**Sayfa alıntısı:**
+ + + + +

Kompleks(li) bir imaj


Azınlıkça
Sayı 37
Mayıs 2008

Samim Akgönül
akgonul@umb.u-strasbg.fr



Kompleks, Fransızca bir kelime. Birbirine bağlı iki anlamı var : karmaşık demek bir taraftan, bir taraftan da dış Dünya’ya karşı kendimizi algılamamızda hissettiğimiz, çoğunlukla olumsuz ‘karmaşık” duygular. Aşağılık kompleksi bunun en tanınmış örneği.

+ + + + +

(Nokta işaretleme veri kümesi kayıtları)
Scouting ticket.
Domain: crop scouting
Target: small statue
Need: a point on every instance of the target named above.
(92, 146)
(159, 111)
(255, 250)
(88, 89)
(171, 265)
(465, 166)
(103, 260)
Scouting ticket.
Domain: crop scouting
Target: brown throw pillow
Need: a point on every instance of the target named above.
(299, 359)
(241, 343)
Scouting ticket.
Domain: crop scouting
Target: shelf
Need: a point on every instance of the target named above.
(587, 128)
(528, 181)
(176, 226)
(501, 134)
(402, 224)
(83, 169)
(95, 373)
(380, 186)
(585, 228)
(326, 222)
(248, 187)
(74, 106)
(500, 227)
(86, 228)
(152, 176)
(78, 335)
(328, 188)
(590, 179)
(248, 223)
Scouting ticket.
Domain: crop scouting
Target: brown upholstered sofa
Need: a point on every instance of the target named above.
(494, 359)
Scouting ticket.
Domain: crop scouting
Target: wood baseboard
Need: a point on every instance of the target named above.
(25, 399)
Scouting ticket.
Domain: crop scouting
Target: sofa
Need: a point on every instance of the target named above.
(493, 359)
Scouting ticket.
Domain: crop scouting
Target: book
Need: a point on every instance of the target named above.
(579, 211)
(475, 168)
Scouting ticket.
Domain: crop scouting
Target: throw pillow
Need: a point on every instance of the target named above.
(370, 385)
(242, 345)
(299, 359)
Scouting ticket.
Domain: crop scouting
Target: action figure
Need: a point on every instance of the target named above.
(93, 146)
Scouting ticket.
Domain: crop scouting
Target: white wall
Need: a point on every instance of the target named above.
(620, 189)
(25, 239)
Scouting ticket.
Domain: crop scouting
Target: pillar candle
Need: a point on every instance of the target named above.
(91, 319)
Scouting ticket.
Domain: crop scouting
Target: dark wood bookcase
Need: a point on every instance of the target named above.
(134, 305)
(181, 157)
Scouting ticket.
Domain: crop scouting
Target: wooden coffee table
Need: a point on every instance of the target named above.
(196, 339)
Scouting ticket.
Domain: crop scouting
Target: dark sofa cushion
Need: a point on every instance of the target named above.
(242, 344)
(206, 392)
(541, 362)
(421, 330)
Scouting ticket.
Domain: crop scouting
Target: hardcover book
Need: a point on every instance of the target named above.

+ + + + +

**Kısa görev 1:** Listede "brown" kelimesinin geçtiği bütün satırları bulun ve kopyalayın.
**Kısa görev 2:** Kompleks üzerine yazının kaldığı yerden devam eden bir sonraki bölümünü yazıp tamamlayın.
Kompleks üzerine yazı ile liste ayrı kaynaklardan alınmıştır.

**Görev yanıtı 1:**
Target: brown throw pillow
Target: brown upholstered sofa

**Görev yanıtı 2:**
Algılama deyince işin içine imaj konusu giriyor. Bu da Fransızca, görüntü demek. Bir kaç senedir birçok ögrencim “Türkiye’nin imajı” konusunda Mastır ve Doktora tezleri yazmak istiyorlar. “Avrupa’da Türkiye’nin imajı” en popüler konuyken, Amerika’da Türkiye’nin imajı, Orta Asya’da Türkiye’nin imajı, Müslüman Dünya’da Türkiye’nin imajı da bol bol teklif edilen konular. Kendi imajı konusunda bu kadar korkulu, bu kadar şüpheci bir Ulus ancak inşâ sürecini bitirememiş, bazı etapları atlamış, kendine güvenini tamamen yitirmiş bir Ulus olabilir. Kaldı ki “dışarıdaki imajımız” konusunda bu kadar yazıp çizmek, “kol kırılır yen içinde kalır” felsefesinin bir göstergesi değil midir ? Yani asıl sorun, sorunların olması, bunların derinliği vahâmeti değil, ‘başkaları’ tarafından görülmesi. Onlar görmedikçe üzülecek, üzerinde düşünülecek, çözüm üretilecek birşey yok demektir.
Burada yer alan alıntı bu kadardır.